== CONSIGNA ==
Di si cada afirmación coincide con el fragmento sobre el golpe contra Evo Morales que figura más abajo. Contesta sí o no y cita literalmente las palabras del fragmento que lo deciden.
1. Roger Noriega pidió el derrocamiento de Morales una semana antes de la ruptura institucional.
2. Morales ganó el plebiscito del 21 de febrero de 2016.
3. La Comunidad Ciudadana de Carlos Mesa obtuvo el 47,5% de los votos en primera vuelta.

== FRAGMENTO ==
En el reciente golpe contra Evo Morales se han seguido escrupulosamente todas estas fases y los antecedentes del mismo se enmarcan en las declaraciones grandilocuentes de Roger Noriega, exdirector de USAID y subsecretario de Estado para Asuntos del Hemisferio Occidental, que abogaba por su derrocación una semana antes de la conculcación institucional y en los correos publicados por WikiLeaks, que muestran el trabajo sistemático en este sentido realizado desde hace una década. Todo esto desmonta que el golpe se haya producido como respuesta a una crisis institucional.
La historia está llena de ejemplos de pequeñas ambiciones que, en no pocas ocasiones, generan grandes desastres, y esto es lo que ha ocurrido en la Bolivia de un Evo Morales que cometió el error de ser candidato presidencial, pese a perder un plebiscito que le negó tal posibilidad y que para colmo él mismo convocó (21 de febrero de 2016). El argumento para justificar la trama conspirativa comenzó antes de las elecciones y los resultados oficiales de la votación de casi 7 millones de personas que dieron el triunfo presidencial al Movimiento Al Socialismo de Morales, con el 47,5% de sufragios, frente al 36,9% de la Comunidad Ciudadana de Carlos Mesa, en primera vuelta, no la evitaron.

== MATERIAL PROPORCIONADO ==
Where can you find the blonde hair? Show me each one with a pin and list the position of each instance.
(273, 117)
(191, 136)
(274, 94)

== RESPUESTA ==
1. Sí: «que abogaba por su derrocación una semana antes de la conculcación institucional».
2. No: «pese a perder un plebiscito que le negó tal posibilidad y que para colmo él mismo convocó (21 de febrero de 2016)».
3. No: «dieron el triunfo presidencial al Movimiento Al Socialismo de Morales, con el 47,5% de sufragios, frente al 36,9% de la Comunidad Ciudadana de Carlos Mesa».